» The problem
Take the entries that follow and write each one out exactly.

[Source information]

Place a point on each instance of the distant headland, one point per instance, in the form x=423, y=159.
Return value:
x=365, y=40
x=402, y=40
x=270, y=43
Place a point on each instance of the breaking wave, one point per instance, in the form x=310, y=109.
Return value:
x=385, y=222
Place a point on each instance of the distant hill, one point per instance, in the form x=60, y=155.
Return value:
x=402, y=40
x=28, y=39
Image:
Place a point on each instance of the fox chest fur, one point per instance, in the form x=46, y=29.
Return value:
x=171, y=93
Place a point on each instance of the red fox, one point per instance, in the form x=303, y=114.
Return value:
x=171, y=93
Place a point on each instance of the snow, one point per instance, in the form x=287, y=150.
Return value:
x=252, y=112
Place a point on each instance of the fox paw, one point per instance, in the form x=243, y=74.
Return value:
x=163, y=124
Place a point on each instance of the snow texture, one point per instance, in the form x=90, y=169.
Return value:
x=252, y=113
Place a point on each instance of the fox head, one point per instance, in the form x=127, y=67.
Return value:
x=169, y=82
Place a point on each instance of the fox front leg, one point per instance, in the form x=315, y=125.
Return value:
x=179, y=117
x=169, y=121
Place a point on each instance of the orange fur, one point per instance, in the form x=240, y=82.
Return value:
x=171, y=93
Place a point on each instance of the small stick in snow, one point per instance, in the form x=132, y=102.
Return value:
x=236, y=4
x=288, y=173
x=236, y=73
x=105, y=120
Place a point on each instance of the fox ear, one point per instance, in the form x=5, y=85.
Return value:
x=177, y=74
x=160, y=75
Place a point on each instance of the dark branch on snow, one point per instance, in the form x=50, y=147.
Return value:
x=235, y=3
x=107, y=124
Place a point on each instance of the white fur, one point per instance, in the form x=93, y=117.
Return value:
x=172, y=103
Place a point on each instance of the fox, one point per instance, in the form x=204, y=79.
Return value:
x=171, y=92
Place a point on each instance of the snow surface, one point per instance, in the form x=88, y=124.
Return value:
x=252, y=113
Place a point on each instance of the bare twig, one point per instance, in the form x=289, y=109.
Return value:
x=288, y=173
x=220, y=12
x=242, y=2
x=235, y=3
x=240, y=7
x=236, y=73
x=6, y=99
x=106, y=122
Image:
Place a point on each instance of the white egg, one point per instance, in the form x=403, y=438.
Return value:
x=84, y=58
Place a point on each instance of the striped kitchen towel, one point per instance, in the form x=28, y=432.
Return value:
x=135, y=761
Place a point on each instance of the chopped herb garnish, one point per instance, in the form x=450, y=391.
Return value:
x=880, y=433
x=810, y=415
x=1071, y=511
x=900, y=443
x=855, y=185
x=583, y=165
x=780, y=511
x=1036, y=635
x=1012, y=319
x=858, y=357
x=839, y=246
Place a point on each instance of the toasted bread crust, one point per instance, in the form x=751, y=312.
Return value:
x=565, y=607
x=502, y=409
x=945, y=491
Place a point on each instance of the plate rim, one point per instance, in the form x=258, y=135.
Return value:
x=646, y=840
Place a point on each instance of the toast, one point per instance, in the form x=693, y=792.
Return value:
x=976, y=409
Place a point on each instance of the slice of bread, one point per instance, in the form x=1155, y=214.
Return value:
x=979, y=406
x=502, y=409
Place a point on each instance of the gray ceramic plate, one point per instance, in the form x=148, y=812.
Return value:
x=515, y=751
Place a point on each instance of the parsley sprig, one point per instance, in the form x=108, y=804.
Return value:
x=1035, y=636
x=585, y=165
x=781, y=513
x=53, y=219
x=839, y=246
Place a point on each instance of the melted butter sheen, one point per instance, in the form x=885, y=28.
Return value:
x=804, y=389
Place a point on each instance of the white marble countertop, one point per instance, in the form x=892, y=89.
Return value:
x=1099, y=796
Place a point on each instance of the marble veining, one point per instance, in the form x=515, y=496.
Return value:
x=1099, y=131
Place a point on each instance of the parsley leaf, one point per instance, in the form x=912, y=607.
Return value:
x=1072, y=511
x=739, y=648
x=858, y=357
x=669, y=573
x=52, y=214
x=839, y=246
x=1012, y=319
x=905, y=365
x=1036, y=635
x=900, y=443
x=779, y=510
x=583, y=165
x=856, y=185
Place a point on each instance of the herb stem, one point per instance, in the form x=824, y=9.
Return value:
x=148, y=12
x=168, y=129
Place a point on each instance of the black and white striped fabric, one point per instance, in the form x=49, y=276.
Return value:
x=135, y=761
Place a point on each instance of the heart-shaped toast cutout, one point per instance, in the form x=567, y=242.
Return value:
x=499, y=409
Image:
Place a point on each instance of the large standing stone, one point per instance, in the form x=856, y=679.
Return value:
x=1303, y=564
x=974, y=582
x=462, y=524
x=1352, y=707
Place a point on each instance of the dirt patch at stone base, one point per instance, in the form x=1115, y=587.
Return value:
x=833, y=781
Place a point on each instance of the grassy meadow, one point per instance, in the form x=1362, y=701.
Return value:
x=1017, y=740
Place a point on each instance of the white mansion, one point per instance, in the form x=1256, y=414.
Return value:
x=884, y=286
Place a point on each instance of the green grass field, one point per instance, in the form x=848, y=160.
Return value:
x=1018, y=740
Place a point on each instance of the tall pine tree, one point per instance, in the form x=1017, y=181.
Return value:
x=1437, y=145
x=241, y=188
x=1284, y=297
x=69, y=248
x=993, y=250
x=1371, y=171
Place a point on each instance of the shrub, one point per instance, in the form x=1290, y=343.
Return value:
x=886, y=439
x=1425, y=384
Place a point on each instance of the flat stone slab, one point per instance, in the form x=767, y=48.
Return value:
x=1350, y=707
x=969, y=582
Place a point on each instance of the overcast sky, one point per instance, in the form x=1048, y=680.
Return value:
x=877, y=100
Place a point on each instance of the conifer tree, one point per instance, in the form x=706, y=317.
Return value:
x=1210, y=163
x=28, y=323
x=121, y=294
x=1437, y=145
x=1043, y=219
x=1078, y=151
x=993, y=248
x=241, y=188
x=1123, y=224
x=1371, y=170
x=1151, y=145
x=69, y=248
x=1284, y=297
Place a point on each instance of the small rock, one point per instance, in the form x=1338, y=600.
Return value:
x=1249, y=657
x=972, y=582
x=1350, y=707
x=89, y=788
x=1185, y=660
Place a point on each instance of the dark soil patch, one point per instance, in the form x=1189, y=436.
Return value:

[/Source information]

» Solution to this task
Place a point on each instance of the distant headland, one point per instance, in the form x=423, y=159.
Return value:
x=365, y=40
x=402, y=40
x=270, y=43
Place a point on each instance of the breaking wave, one point per instance, in the form x=310, y=109.
Return value:
x=385, y=222
Place a point on each instance of the distant hill, one point per instance, in the form x=60, y=155.
Return value:
x=402, y=40
x=28, y=39
Image:
Place a point on each instance of the fox chest fur, one point per instance, in the form x=46, y=29.
Return value:
x=171, y=93
Place a point on each instance of the red fox, one point per instance, in the form x=303, y=114.
Return value:
x=171, y=93
Place a point on each instance of the snow, one point per instance, in the form x=287, y=150.
Return value:
x=252, y=112
Place a point on each instance of the fox paw, one point per instance, in the form x=243, y=74.
Return value:
x=163, y=124
Place a point on each instance of the snow texture, one point per instance, in the form x=90, y=169.
Return value:
x=252, y=113
Place a point on each instance of the fox head, one point per instance, in the form x=127, y=67.
Return value:
x=169, y=82
Place a point on each instance of the fox front leg, one point per instance, in the form x=315, y=125.
Return value:
x=179, y=117
x=169, y=121
Place a point on each instance of the orange fur, one point per instance, in the form x=240, y=82.
Return value:
x=171, y=93
Place a point on each instance of the small stick in snow, one point per instance, in the form x=132, y=102.
Return value:
x=236, y=4
x=288, y=173
x=236, y=73
x=105, y=120
Place a point on each instance of the fox ear, one point per instance, in the form x=5, y=85.
Return value:
x=177, y=74
x=160, y=75
Place a point on each instance of the dark branch on snow, one point per instance, in the form x=50, y=147.
Return value:
x=235, y=3
x=107, y=124
Place a point on each instance of the white fur, one point per instance, in the form x=93, y=117.
Return value:
x=172, y=103
Place a point on each instance of the fox, one point per instance, in the form x=204, y=79.
Return value:
x=171, y=92
Place a point on each instance of the snow surface, one point per instance, in the form x=88, y=124.
Return value:
x=252, y=113
Place a point on each instance of the bare twig, one point per instance, in the form x=289, y=109.
Return value:
x=288, y=173
x=220, y=12
x=242, y=2
x=235, y=3
x=240, y=7
x=236, y=73
x=6, y=99
x=106, y=122
Image:
Place a point on each instance of the white egg, one point per instance, in the form x=403, y=438.
Return value:
x=84, y=58
Place a point on each instance of the striped kitchen towel, one point per instance, in the form x=28, y=432.
Return value:
x=135, y=761
Place a point on each instance of the chopped herb garnish, one point per instance, in the form x=450, y=391.
Return value:
x=880, y=433
x=810, y=415
x=1071, y=511
x=900, y=443
x=855, y=185
x=583, y=165
x=780, y=511
x=1036, y=635
x=1012, y=319
x=858, y=357
x=839, y=246
Place a point on each instance of the toasted bread crust, one point per instance, in the form x=751, y=312.
Return value:
x=565, y=607
x=502, y=409
x=945, y=491
Place a point on each instance of the plate rim, one point per instance, in the form x=258, y=135.
Return value:
x=646, y=840
Place a point on each instance of the toast, one point per instance, in the form x=693, y=792.
Return value:
x=976, y=409
Place a point on each instance of the slice of bread, one point per instance, in the form x=1155, y=214.
Return value:
x=979, y=406
x=502, y=409
Place a point on each instance of the gray ceramic plate, one point per instance, in the form x=148, y=812.
Return value:
x=515, y=751
Place a point on each instance of the parsley sprig, one point per instance, in the form x=108, y=804.
Return value:
x=1035, y=636
x=585, y=165
x=781, y=513
x=53, y=219
x=839, y=246
Place a point on each instance of the melted butter sheen, one point per instance, in the form x=885, y=28.
Return value:
x=804, y=389
Place a point on each instance of the white marble countertop, one point per instance, in the form x=892, y=89.
Return value:
x=1099, y=796
Place a point on each instance of the marble veining, one point per instance, in the form x=515, y=496.
Return value:
x=1099, y=131
Place a point on each instance of the parsley leaf, one point per instance, in the form x=912, y=607.
Return value:
x=1072, y=511
x=739, y=648
x=858, y=357
x=669, y=573
x=52, y=214
x=839, y=246
x=1012, y=319
x=905, y=365
x=1036, y=635
x=900, y=443
x=779, y=510
x=583, y=165
x=856, y=185
Place a point on each instance of the herb stem, one point per instance, in the form x=824, y=9.
Return value:
x=148, y=12
x=168, y=129
Place a point on each instance of the black and white striped fabric, one point per instance, in the form x=49, y=276.
Return value:
x=135, y=761
Place a point on each instance of the heart-shaped toast cutout, one point per instance, in the form x=567, y=242.
Return value:
x=499, y=409
Image:
Place a point on each instance of the large standing stone, one point per instance, in the form x=856, y=679.
Return value:
x=1303, y=564
x=974, y=582
x=462, y=524
x=1352, y=707
Place a point on each instance of the dirt patch at stone base, one point per instance, in the form x=1115, y=587.
Return value:
x=833, y=781
Place a point on each instance of the grassy meadow, one point per instance, in the form x=1362, y=701.
Return value:
x=1017, y=740
Place a point on each instance of the white mansion, one point per instance, in the form x=1256, y=414.
Return value:
x=884, y=286
Place a point on each instance of the green grass field, one point per instance, in the form x=848, y=160.
Return value:
x=1018, y=740
Place a point on each instance of the tall pine tree, one point per instance, in the form x=1017, y=181.
Return value:
x=1437, y=145
x=241, y=188
x=1284, y=297
x=69, y=248
x=993, y=250
x=1371, y=171
Place a point on each instance of the shrub, one point per instance, in the form x=1290, y=343.
Return value:
x=886, y=439
x=1425, y=384
Place a point on each instance of the flat stone slab, one point per instance, in the form x=767, y=48.
Return value:
x=1350, y=707
x=969, y=582
Place a point on each instance of the overcast sky, one point per instance, in the form x=1048, y=680.
Return value:
x=877, y=100
Place a point on each instance of the conifer tree, one point per instance, in the form x=706, y=317.
Return value:
x=1210, y=163
x=28, y=323
x=121, y=294
x=1437, y=145
x=1043, y=219
x=1078, y=151
x=993, y=248
x=241, y=188
x=1123, y=224
x=1371, y=170
x=1151, y=145
x=69, y=248
x=1284, y=297
Place a point on each instance of the small rock, one point per instance, in the form x=1338, y=600.
Return value:
x=1249, y=657
x=972, y=582
x=1350, y=707
x=89, y=788
x=1185, y=660
Place a point on each instance of the dark soil patch, one point per instance, in the form x=1189, y=436.
Return value:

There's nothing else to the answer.